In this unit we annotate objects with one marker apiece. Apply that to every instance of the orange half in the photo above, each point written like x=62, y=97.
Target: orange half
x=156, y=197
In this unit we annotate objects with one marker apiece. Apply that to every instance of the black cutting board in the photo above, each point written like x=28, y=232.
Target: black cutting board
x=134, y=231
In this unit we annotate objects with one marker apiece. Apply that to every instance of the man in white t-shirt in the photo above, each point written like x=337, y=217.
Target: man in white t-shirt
______________________________
**INSTRUCTIONS FOR THE TASK:** In these entries, change every "marker" to "dot" and leave the rest of the lines as they are.

**SOLUTION TO THE EXERCISE:**
In this unit we annotate objects with one dot apiece. Apply that to every instance of the orange half in the photo above, each point written like x=62, y=97.
Target: orange half
x=156, y=197
In this unit we annotate objects with one dot apiece. Apply that to every instance of the black cutting board in the photo above, each point written like x=28, y=232.
Target: black cutting board
x=134, y=231
In this unit we annotate objects with one dot apiece. Apply that to every instance of the man in white t-shirt in the photo above, each point written like x=337, y=217.
Target: man in white t-shirt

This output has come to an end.